Material for this task Block Start

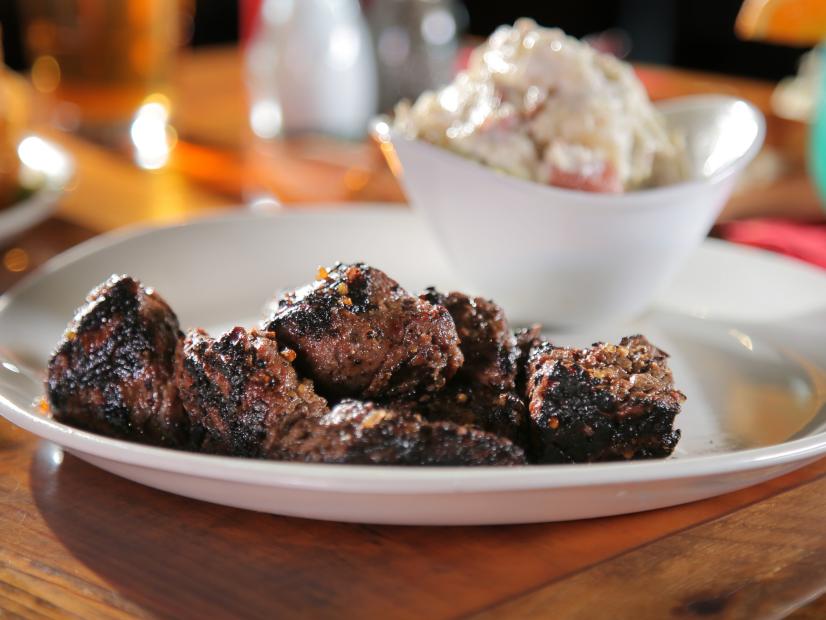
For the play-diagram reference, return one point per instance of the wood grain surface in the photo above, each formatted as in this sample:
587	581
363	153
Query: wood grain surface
78	542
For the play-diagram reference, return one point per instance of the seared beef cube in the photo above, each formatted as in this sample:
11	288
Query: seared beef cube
502	413
601	404
237	389
487	343
358	333
113	371
366	433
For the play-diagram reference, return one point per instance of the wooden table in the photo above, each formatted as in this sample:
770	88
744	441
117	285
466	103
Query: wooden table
78	542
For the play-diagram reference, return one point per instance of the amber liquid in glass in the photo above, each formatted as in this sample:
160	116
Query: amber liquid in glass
103	56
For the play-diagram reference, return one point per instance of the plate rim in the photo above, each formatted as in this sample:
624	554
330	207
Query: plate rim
384	479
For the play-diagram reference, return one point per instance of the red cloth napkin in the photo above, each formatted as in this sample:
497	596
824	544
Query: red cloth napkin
803	240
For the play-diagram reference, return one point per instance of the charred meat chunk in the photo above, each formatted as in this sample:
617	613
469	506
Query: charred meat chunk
502	413
487	343
113	371
357	333
608	402
365	433
237	388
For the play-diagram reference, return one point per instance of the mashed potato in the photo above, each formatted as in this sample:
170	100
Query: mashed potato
540	105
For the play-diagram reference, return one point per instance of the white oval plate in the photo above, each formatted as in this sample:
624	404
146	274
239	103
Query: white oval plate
746	331
46	167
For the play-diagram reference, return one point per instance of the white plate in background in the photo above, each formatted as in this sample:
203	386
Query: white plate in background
46	170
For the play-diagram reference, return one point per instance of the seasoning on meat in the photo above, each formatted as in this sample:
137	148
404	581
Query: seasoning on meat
608	402
357	333
366	433
112	373
236	389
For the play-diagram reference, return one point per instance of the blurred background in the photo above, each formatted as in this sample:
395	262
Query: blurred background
695	34
167	108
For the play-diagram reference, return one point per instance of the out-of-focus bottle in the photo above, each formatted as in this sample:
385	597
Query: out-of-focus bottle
416	43
310	68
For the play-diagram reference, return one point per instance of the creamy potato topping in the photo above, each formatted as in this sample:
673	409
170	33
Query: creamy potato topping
540	105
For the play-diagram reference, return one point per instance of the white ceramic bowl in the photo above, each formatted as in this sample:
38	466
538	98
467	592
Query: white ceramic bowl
572	257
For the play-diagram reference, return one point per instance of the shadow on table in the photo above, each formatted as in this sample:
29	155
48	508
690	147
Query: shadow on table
177	557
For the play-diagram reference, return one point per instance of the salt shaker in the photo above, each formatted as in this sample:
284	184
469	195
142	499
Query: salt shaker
311	68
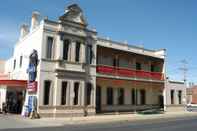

Material for this task Block End

**Required action:**
A verbatim copy of the entries, stripped of pictures, should be produced.

**Response:**
For the play-diagram reference, return one point per instance of the wood grain surface in the photo above, each formatted as in this sample:
587	581
363	153
Query: wood grain surface
78	542
For the play-diagram reference, return one point per instance of the seared beef cube in the photo above, each formatted as in this sample:
11	288
Query: seared beef cube
502	413
601	404
237	389
487	343
358	333
113	371
366	433
For the play-diagram reference, return one point per instance of the wooden table in the photo above, each formatted as in this sample:
770	88
744	441
117	285
466	103
Query: wooden table
78	542
For the play-diagram reference, return one point per instance of the amber liquid in glass in the photo above, each formatted as in this sample:
160	116
Query: amber liquid in glass
103	56
For the play-diagram reference, return one point per instance of the plate rim in the photo above, each formatted as in this sample:
624	554
330	207
Query: plate rim
384	479
For the play-diagram reference, return one point per instance of the red cloth napkin in the photo above, each formatted as in this sample:
497	596
824	544
Query: red cloth napkin
803	240
For the play-diagram reference, return one point per instance of the charred meat chunk in the photo above, each formatted as in this sample:
617	613
469	506
Query: charred meat chunk
502	413
487	343
113	371
357	333
608	402
365	433
237	388
For the play-diagram reference, return one point per instance of the mashed potato in the photo above, each formatted as in this sample:
170	100
Query: mashed potato
540	105
For the play-diagram reference, return one point per instance of the white oval plate in the photo above, each formatted as in this sample:
624	404
146	274
239	103
Query: white oval plate
746	331
46	167
For the play-diagram reference, return one point per instance of the white plate in background in the photo above, each formatted as in this sample:
203	386
Query: white plate in background
46	170
For the play-diagram reference, return one point per instance of the seasoning on meat in the photo above, each formatted as in this sample:
137	148
404	581
Query: seasoning on meat
608	402
357	333
366	433
112	373
236	389
For the play-diagram reference, return one point per instance of the blurred background in the photo above, each formatted as in this sample:
395	262
Query: blurred background
695	34
167	108
For the play-diagram reference, return one point per instance of the out-of-focus bottle in the photo above, each formatted as in this sample:
385	597
Query: out-of-focus bottle
416	43
310	68
For the play-diagram reference, return one point per instance of the creamy potato topping in the photo above, each formatted as in this sample:
673	409
170	33
Query: creamy potato topping
540	105
For the play-diagram reference, return one point per instance of the white ceramic bowl in the photo above, each formatted as in this sample:
38	466
538	98
467	592
Query: white ceramic bowl
572	257
For the play-diagram reference, return one point per instance of the shadow on table in the photo above, each formatted as in this sample:
29	155
48	508
690	147
Query: shadow on table
177	557
For the play-diagram reference, return one point per instance of the salt shaker in the photo above, each formatted as in this sample:
284	184
469	195
142	499
Query: salt shaker
311	68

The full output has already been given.